BEGIN Given text

From 47cfc348b37336e939d7281d5b39979582dd252a Mon Sep 17 00:00:00 2001
From: Frank Speiser <frank.speiser@gmail.com>
Date: Sun, 31 May 2026 20:04:34 -0400
Subject: [PATCH] Tag gemini-2.5-pro as reasoning-class
MIME-Version: 1.0
Content-Type: text/plain; charset=UTF-8
Content-Transfer-Encoding: 8bit

Closes the follow-up flagged in PR #27. gemini-2.5-pro burns reasoning
tokens just like gpt-5 and claude-opus-4-7 — it should have been in
PROVIDER_CAPS["gemini"]["reasoning_prefixes"] from day one.

Effects of the tag:
- `_is_reasoning_model("gemini", "gemini-2.5-pro")` now returns True.
- `_budget_for_purpose` picks the reasoning-class ceilings (2048) for
  every non-overridden purpose instead of falling through to the
  smaller non-reasoning ceilings:
    debate: 1500 -> 2048
    synth:  1024 -> 2048
    audit:   768 -> 2048
    moderator/orchestrate/plan/review/coordinate: already 2048
  confer + triangulate keep the PR #27 override at 6144.
- Prompt adapters now strip "think step by step" / "think out loud"
  preambles before sending to gemini-2.5-pro (already shipped in
  PR #19; matches behavior for the other reasoning families).

Future-proof: the prefix is "gemini-2.5-pro" so a hypothetical
gemini-1.5-flash / gemini-2.0-flash variant correctly falls through
to the non-reasoning ceilings (verified in the test).

No change to the Gemini API call itself — `generationConfig.temperature`
+ `maxOutputTokens` are both accepted by gemini-2.5-pro.

Tests (scripts/test_provider_token_budgets.py):
- `_is_reasoning_model("gemini", "gemini-2.5-pro")` is True
- gemini debate / synth / audit all = 2048 (reasoning default)
- gemini confer / triangulate stay = 6144 (PR #27 override)
- A hypothetical non-reasoning gemini still falls through correctly

Full suite (38 scripts) passes.

Co-Authored-By: Claude Opus 4.7 <noreply@anthropic.com>
---
 scripts/test_provider_token_budgets.py | 18 +++++++++++++-----
 servers/python/crosscheck_server.py    |  3 ++-
 2 files changed, 15 insertions(+), 6 deletions(-)

diff --git a/scripts/test_provider_token_budgets.py b/scripts/test_provider_token_budgets.py
index 4922099..0314c83 100644
--- a/scripts/test_provider_token_budgets.py
+++ b/scripts/test_provider_token_budgets.py
@@ -73,13 +73,21 @@ def main() -> int:
     # on provider, not model class. (The whole point is that the provider
     # has a quirky reasoning-token accounting model.)

END Given text
BEGIN Data extract

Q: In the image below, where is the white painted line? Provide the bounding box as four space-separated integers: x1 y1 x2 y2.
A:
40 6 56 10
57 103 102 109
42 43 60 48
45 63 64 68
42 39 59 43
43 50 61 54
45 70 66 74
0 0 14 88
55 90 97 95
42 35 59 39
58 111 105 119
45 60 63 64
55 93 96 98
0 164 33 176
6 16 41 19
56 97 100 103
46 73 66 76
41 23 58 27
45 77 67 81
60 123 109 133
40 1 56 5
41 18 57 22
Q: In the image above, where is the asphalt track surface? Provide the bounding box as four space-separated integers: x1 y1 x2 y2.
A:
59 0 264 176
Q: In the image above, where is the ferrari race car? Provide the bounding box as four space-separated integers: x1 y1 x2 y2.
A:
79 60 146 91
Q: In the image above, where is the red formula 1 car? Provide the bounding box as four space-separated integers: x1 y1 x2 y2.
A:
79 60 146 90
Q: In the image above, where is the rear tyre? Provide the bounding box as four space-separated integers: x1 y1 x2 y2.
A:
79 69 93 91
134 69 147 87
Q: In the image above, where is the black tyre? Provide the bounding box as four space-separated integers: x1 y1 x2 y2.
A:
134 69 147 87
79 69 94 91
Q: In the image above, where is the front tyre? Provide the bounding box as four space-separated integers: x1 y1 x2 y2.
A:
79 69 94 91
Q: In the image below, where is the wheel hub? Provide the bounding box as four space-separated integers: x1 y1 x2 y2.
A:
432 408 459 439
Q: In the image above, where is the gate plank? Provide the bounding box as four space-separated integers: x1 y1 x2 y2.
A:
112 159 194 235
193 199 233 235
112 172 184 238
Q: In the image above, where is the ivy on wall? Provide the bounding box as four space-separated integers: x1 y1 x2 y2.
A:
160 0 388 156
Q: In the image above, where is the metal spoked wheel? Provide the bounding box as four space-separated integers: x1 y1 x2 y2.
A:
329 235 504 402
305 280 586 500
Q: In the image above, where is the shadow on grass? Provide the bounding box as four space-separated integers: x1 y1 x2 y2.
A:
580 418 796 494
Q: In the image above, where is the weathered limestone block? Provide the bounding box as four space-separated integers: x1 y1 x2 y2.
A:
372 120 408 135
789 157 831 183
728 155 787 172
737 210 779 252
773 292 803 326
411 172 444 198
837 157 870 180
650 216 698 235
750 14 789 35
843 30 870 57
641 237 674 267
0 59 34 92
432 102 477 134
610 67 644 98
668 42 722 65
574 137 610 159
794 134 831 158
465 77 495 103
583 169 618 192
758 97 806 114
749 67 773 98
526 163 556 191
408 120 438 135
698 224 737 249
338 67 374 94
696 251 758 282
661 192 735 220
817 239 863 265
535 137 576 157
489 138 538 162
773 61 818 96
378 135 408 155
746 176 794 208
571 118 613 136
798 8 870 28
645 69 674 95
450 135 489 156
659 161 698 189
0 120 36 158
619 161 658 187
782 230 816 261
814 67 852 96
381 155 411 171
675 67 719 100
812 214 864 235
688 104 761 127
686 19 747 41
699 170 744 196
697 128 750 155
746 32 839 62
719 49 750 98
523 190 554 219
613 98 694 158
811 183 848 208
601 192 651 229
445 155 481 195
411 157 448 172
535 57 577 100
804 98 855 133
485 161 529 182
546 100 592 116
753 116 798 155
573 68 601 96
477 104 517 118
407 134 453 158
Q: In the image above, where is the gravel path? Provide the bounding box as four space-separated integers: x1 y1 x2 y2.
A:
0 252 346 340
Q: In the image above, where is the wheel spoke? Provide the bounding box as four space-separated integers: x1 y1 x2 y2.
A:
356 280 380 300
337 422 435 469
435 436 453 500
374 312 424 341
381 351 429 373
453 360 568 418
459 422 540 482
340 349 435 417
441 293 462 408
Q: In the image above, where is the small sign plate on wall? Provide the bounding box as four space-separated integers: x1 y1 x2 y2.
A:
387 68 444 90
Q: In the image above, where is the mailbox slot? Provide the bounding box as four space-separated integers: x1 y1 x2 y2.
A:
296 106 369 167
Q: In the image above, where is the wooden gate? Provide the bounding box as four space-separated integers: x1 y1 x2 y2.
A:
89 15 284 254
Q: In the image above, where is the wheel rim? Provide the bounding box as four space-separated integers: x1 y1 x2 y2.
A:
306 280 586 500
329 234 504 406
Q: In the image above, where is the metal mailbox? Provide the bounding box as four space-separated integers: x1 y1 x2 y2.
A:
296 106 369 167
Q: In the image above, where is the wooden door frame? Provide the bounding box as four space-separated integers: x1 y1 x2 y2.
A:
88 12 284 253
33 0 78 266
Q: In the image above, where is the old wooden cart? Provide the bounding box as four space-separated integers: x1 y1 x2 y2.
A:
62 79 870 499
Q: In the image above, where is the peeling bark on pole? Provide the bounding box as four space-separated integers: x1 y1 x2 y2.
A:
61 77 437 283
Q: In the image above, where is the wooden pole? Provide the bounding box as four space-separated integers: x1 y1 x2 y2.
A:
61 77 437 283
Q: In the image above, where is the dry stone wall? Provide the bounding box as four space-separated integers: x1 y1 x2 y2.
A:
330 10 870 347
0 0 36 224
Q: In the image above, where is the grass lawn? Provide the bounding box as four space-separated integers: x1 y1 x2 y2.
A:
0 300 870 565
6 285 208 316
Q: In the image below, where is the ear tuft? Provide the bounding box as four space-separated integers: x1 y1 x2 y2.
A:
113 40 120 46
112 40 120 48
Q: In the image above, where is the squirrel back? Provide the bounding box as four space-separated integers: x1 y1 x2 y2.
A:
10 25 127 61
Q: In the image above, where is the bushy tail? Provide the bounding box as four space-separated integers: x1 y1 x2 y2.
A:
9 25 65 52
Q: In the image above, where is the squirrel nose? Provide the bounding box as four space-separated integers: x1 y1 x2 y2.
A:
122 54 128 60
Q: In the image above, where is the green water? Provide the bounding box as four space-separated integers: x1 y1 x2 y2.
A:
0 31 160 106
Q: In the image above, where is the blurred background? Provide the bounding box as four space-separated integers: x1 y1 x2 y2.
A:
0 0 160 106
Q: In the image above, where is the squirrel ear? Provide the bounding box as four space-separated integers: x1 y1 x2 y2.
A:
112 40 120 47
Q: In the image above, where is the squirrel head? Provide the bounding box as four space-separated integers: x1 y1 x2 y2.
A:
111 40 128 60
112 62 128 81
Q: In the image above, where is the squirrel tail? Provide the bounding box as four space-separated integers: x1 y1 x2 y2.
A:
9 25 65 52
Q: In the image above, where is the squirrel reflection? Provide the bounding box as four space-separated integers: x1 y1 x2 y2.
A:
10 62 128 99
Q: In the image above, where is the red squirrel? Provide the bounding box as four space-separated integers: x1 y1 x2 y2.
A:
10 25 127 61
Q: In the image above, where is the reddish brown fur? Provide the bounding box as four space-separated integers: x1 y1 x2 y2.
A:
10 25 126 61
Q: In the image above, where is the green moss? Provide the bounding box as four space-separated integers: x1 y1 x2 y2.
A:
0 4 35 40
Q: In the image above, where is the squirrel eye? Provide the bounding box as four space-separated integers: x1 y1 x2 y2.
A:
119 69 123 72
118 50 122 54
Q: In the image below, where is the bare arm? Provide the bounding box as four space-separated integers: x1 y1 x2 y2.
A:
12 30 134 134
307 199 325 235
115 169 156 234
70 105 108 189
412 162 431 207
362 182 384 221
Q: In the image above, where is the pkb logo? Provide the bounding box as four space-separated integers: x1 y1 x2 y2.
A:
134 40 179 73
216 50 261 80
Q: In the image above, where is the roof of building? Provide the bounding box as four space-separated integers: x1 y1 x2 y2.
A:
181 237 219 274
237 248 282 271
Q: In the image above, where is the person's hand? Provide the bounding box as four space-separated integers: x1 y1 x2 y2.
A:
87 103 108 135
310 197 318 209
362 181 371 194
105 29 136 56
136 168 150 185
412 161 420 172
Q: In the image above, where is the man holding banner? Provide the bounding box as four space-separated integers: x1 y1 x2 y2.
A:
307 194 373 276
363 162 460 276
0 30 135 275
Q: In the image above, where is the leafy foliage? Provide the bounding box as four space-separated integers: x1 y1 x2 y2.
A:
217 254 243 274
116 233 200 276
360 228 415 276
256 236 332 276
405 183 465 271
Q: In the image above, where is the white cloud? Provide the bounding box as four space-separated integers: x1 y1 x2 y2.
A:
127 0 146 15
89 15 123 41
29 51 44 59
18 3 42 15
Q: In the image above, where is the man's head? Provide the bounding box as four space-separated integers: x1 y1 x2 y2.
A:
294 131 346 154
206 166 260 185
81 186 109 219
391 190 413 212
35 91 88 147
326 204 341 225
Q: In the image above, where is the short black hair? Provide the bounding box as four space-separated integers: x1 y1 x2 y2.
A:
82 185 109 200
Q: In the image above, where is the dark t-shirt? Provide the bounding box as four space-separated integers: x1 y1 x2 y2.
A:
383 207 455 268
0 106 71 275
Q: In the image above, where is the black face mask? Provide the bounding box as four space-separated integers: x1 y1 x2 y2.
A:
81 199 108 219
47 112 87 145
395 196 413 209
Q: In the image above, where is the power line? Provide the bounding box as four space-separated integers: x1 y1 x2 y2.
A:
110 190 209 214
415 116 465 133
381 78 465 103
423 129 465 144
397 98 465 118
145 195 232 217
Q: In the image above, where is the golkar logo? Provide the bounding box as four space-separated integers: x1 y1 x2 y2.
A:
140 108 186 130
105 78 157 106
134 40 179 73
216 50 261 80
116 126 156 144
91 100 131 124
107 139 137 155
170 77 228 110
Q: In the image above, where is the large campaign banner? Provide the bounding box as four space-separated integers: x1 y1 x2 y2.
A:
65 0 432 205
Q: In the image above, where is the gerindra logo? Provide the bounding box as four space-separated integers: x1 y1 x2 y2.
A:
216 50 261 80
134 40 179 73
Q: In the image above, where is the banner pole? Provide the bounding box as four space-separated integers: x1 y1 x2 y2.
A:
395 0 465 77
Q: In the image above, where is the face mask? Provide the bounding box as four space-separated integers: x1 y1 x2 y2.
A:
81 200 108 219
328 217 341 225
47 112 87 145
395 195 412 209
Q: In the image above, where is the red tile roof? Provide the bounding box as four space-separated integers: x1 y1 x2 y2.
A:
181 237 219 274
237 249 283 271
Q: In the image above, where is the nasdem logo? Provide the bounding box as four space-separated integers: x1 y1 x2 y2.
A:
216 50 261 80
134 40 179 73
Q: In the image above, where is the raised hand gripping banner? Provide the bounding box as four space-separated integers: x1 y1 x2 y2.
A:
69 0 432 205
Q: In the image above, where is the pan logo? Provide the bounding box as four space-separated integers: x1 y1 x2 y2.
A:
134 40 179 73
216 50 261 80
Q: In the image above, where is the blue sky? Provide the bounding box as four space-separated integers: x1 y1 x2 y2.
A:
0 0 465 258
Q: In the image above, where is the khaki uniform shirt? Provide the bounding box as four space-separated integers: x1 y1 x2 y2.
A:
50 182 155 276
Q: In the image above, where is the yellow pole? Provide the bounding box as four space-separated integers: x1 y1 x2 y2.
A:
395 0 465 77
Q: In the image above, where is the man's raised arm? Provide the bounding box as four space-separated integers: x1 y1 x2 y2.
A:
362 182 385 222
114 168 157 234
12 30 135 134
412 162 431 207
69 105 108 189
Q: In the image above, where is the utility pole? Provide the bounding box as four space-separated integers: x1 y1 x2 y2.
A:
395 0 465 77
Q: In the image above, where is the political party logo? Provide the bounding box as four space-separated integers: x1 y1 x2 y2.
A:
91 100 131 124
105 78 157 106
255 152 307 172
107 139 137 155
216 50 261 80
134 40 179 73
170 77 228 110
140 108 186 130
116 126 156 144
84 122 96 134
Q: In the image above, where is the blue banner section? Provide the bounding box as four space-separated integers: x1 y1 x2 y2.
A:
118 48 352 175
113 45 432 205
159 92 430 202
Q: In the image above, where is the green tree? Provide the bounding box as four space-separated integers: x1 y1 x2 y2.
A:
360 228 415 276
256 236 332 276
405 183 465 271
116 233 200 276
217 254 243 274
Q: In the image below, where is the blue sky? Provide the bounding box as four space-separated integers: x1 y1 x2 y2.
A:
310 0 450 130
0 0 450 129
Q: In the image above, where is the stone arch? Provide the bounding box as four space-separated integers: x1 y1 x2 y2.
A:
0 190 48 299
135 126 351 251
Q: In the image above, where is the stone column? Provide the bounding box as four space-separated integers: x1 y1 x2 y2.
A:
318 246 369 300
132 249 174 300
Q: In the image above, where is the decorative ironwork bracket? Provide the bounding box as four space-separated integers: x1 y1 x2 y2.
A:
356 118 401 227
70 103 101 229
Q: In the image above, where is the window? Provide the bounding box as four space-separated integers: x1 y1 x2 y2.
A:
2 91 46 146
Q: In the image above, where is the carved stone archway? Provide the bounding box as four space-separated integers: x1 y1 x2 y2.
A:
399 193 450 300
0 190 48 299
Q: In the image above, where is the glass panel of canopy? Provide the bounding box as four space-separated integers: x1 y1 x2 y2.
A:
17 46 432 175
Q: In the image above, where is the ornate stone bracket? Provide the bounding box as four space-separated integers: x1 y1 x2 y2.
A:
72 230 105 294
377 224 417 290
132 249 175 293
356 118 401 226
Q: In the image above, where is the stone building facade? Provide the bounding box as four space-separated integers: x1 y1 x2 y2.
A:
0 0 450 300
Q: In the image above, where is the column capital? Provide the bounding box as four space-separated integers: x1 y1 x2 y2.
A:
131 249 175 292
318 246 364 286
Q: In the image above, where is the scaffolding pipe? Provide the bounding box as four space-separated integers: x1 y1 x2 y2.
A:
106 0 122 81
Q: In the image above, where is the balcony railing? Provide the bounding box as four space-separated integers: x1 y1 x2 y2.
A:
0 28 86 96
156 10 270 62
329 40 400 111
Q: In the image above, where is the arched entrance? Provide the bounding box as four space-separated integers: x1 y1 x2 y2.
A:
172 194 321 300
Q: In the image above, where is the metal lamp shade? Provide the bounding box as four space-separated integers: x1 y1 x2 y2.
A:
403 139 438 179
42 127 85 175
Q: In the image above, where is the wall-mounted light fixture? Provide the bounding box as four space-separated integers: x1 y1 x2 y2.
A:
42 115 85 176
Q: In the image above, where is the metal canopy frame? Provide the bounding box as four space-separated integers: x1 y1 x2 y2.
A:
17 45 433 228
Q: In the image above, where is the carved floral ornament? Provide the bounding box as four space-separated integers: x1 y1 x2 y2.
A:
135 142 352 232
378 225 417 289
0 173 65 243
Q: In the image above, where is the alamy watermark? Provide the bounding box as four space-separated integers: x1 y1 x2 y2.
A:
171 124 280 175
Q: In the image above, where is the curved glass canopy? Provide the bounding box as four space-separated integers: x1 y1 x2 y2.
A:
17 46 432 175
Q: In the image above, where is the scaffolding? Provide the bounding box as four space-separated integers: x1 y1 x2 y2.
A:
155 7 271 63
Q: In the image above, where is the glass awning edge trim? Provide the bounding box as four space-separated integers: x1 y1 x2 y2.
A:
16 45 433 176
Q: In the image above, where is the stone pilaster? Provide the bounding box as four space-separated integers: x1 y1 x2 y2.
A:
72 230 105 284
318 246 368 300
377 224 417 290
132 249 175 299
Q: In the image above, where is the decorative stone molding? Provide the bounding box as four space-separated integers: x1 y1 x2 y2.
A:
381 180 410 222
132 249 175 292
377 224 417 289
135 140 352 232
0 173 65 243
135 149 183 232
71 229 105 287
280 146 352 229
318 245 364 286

END Data extract

Assigned task A:
Retype the patch from "No change to" to "(PR #27 override)".
Assigned task B:
Using the patch, decide whether each statement holds, answering yes or no and quoting the words that settle it: (i) The patch changes the Gemini API call itself. (ii) The confer and triangulate purposes keep an override at 6144. (iii) The full suite has 38 scripts and passes.
Assigned task C:
Carry on the patch tagging gemini-2.5-pro as reasoning-class from the point where it ends.

Expected output A:
No change to the Gemini API call itself — `generationConfig.temperature`
+ `maxOutputTokens` are both accepted by gemini-2.5-pro.

Tests (scripts/test_provider_token_budgets.py):
- `_is_reasoning_model("gemini", "gemini-2.5-pro")` is True
- gemini debate / synth / audit all = 2048 (reasoning default)
- gemini confer / triangulate stay = 6144 (PR #27 override)

Expected output B:
(i) No: "No change to the Gemini API call itself"
(ii) Yes: "confer + triangulate keep the PR #27 override at 6144."
(iii) Yes: "Full suite (38 scripts) passes."

Expected output C:
     assert srv._budget_for_purpose("confer", "openai", "gpt-test") == 6144
-    # Gemini — only confer + triangulate were bumped this round; debate
-    # falls through to the non-reasoning ceiling because gemini-2.5-pro
-    # isn't currently tagged in PROVIDER_CAPS.reasoning_prefixes (a
-    # separate fix; flagged as a follow-up).
+    # Gemini — confer + triangulate use the shipped override (6144).
+    # Other purposes use the reasoning-safe default (2048) because
+    # gemini-2.5-pro is tagged in PROVIDER_CAPS.reasoning_prefixes —
+    # no more falling through to the smaller non-reasoning ceilings.
     assert srv._budget_for_purpose("confer",      "gemini", "gemini-2.5-pro") == 6144
     assert srv._budget_for_purpose("triangulate", "gemini", "gemini-2.5-pro") == 6144
-    assert srv._budget_for_purpose("debate",      "gemini", "gemini-2.5-pro") == 1500
+    assert srv._budget_for_purpose("debate",      "gemini", "gemini-2.5-pro") == 2048
+    assert srv._budget_for_purpose("synth",       "gemini", "gemini-2.5-pro") == 2048
+    assert srv._budget_for_purpose("audit",       "gemini", "gemini-2.5-pro") == 2048
+    # _is_reasoning_model returns True now
+    assert srv._is_reasoning_model("gemini", "gemini-2.5-pro") is True
+    # A hypothetical non-reasoning gemini (e.g. a future flash variant)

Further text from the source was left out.